- _WHAT THE EXERCISE ASKS_
List every line of the records below that contains the string "this".

RAW DATA Start Marker

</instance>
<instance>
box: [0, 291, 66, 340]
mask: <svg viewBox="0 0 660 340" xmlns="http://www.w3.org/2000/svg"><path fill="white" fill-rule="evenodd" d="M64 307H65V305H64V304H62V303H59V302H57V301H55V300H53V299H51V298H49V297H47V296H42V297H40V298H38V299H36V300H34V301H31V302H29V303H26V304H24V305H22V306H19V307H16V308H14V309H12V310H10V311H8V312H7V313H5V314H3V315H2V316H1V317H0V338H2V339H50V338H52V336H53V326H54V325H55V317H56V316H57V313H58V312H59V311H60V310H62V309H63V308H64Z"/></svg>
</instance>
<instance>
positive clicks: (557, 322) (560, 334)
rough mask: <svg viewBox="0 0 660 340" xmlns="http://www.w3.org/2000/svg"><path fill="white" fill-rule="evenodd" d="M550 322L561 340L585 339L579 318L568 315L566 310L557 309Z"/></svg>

RAW DATA End Marker
RAW DATA Start Marker

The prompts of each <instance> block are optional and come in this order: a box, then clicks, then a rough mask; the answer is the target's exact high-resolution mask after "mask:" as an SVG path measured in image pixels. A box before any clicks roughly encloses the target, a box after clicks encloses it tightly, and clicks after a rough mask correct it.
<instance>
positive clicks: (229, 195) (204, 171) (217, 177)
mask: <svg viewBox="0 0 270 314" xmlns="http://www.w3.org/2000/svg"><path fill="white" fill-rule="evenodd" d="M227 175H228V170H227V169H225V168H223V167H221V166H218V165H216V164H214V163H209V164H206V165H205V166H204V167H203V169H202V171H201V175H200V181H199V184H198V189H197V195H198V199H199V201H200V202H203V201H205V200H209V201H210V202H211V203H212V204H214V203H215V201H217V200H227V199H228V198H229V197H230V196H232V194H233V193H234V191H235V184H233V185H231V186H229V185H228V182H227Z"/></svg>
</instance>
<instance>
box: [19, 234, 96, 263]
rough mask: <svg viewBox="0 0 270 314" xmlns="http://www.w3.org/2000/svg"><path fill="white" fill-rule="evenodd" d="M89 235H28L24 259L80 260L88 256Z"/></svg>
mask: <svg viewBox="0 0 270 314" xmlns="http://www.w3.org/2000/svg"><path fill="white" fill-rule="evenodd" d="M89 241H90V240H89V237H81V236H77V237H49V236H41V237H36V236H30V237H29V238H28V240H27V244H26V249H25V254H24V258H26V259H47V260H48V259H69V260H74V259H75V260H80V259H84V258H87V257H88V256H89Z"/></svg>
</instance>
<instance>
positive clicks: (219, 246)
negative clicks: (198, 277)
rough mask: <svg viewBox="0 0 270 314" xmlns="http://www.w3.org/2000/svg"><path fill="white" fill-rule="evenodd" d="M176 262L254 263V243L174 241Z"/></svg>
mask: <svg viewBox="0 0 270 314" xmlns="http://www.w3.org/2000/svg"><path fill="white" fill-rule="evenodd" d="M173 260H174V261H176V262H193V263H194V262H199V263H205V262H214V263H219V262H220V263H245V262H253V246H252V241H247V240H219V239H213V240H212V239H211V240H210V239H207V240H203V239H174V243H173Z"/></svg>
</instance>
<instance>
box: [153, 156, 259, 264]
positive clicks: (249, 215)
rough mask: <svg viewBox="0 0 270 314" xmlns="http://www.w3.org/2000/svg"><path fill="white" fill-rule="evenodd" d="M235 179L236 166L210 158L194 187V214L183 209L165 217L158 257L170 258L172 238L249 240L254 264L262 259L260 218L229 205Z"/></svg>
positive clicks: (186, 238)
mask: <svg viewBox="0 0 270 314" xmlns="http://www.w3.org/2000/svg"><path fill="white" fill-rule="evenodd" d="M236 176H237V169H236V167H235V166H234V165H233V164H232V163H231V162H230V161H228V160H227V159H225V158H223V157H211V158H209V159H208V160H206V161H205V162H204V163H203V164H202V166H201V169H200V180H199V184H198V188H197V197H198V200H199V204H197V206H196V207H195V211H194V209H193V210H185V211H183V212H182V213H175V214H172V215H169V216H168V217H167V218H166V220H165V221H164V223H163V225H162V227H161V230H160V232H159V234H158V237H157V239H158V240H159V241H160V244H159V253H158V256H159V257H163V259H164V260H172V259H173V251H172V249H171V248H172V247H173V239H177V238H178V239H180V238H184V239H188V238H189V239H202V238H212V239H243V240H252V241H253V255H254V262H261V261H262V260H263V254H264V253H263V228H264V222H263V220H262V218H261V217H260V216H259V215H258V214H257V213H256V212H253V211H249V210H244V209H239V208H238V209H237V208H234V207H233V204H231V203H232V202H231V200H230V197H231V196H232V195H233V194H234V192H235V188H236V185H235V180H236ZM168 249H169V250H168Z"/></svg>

RAW DATA End Marker
RAW DATA Start Marker

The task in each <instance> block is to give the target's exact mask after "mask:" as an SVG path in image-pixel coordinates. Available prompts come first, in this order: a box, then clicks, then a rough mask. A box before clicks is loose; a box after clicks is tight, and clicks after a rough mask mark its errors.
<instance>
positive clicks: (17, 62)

RAW DATA End Marker

- _OUTPUT OF THE EXERCISE_
The prompts of each <instance> block are optional and come in this order: a box, then clicks, then a rough mask; the answer is the target's exact high-resolution mask after "mask:" as an SVG path measured in image pixels. A box before any clicks roughly encloses the target, a box after clicks encloses it tightly, and clicks after a rough mask correct it.
The task in each <instance> block is to give the target's exact mask after "mask:" as an SVG path in image-pixel coordinates. Available prompts come first, in this order: a box, then clicks, then a rough mask. A box before clicks is loose; a box after clicks is tight, and clicks after a rough mask mark its errors.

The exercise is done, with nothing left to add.